--- Start of Page ---

Marina District Development Co. v. Ivey

*218OPINION

HILLMAN, District Judge

On October 21, 2016, the Court determined that defendants Phillip D. Ivey and Cheng Yin Sun breached their contract with plaintiff Marina District Development Co., LLC, which does business as Borgata Hotel Casino & Spa in Atlantic City, New Jersey, to abide by the terms of New Jersey’s Casino Control Act, N.J.S.A. 5:12-1, et seq. (“CCA”), when they played Baccarat at Borgata on four occasions in 2012. The Court found that Ivey and Sun breached their contract with Borgata to play Baccarat in compliance with the CCA by violating N.J.S.A. 5:12—115(a)(2) and (b) when they knowingly engaged in a scheme to create a set of marked cards and then used those marked cards to place bets based on the markings.1

The scheme is called “edge-sorting,” where Sun would identify minute asymmetries on the repeating diamond pattern on the backs of the playing cards to identify certain cards’ values, and would have the dealer turn those strategically important cards so that they could be distinguished from all other cards in the deck. Ivey and Sun would then be able to see the leading edge of the first card in the shoe before it was dealt, giving them “first card knowledge,” and Ivey would bet accordingly.

--- End of Page ---

■ Tasks and exercises ■
(a) Answer these questions about the opinion, one answer per line, marked to match:
(i) On what date did the Court determine that the defendants breached their contract?
(ii) On how many occasions in 2012 did Ivey and Sun play Baccarat at Borgata?
(iii) What is the scheme called?
(b) Please write out the passage of the opinion starting at "The scheme is" and ending at "would bet accordingly.", copied exactly.
None of the data is needed.

--- Start of Data segment ---

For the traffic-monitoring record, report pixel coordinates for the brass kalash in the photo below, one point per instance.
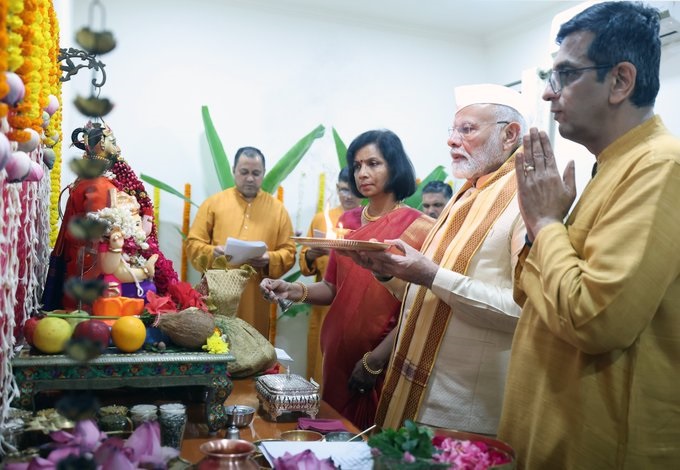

--- End of Data segment ---

■ Answer list ■
(a)
(i) October 21, 2016
(ii) Four
(iii) Edge-sorting

(b)
The scheme is called “edge-sorting,” where Sun would identify minute asymmetries on the repeating diamond pattern on the backs of the playing cards to identify certain cards’ values, and would have the dealer turn those strategically important cards so that they could be distinguished from all other cards in the deck. Ivey and Sun would then be able to see the leading edge of the first card in the shoe before it was dealt, giving them “first card knowledge,” and Ivey would bet accordingly.